- **WHAT THE TASK ASKS**
Begin at the row that has "the snow-covered mountain" and stop after the last row. Copy every row in that stretch, keeping the requests unchanged, and increase each point coordinate in the answers by 46.

--- Start PROVIDED RECORDS ---

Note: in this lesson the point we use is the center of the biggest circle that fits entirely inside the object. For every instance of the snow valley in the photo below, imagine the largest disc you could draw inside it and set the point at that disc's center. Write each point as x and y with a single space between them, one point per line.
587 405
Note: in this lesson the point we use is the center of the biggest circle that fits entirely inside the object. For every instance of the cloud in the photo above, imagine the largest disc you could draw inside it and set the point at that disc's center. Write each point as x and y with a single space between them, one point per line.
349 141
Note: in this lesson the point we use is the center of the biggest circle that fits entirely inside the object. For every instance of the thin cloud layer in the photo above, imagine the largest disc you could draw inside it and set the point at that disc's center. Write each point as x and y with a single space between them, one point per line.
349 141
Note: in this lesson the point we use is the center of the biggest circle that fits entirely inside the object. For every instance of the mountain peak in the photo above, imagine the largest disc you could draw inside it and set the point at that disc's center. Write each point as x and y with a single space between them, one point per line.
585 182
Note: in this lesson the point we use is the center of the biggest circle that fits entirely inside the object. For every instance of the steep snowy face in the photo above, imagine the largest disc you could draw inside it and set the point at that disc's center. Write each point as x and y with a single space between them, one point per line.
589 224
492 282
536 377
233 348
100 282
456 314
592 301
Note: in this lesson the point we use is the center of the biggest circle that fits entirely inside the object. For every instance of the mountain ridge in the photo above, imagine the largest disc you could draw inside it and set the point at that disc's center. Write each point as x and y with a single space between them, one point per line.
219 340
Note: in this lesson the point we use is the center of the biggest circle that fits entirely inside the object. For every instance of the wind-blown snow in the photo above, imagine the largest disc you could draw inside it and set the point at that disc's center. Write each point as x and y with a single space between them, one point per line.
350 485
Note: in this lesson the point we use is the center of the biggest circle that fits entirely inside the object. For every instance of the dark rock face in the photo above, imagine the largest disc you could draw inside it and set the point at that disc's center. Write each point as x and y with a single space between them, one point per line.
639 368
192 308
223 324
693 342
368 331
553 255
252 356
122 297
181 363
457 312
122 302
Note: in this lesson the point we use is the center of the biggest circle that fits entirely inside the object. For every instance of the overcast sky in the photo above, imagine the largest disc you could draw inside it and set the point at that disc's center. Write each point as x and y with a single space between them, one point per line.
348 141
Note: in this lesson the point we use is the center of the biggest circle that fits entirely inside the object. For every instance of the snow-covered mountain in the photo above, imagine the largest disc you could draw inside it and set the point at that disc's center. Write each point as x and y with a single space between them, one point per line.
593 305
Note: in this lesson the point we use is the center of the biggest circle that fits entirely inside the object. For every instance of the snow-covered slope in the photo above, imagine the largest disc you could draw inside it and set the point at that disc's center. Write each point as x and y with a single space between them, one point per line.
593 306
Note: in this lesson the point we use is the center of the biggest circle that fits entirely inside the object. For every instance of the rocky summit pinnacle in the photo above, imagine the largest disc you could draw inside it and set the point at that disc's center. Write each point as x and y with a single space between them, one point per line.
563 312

--- End PROVIDED RECORDS ---

- **RIGHT ANSWER**
Note: in this lesson the point we use is the center of the biggest circle that fits entirely inside the object. For every instance of the snow-covered mountain in the photo above, imagine the largest disc you could draw inside it and set the point at that disc's center. Write each point as x and y with a single space between them, one point per line.
639 351
Note: in this lesson the point we use is the center of the biggest circle that fits entirely inside the object. For every instance of the snow-covered slope in the photo above, imagine the largest disc you could draw inside it and set the point at that disc's center. Write each point as x and y with a single space between them, one point per line.
639 352
Note: in this lesson the point we use is the center of the biggest circle that fits entirely inside the object. For every instance of the rocky summit pinnacle in the photo above, imagine the largest disc you could draw inside it and set the point at that disc's center. Write each point as x and y with a single space between them, one point per line.
609 358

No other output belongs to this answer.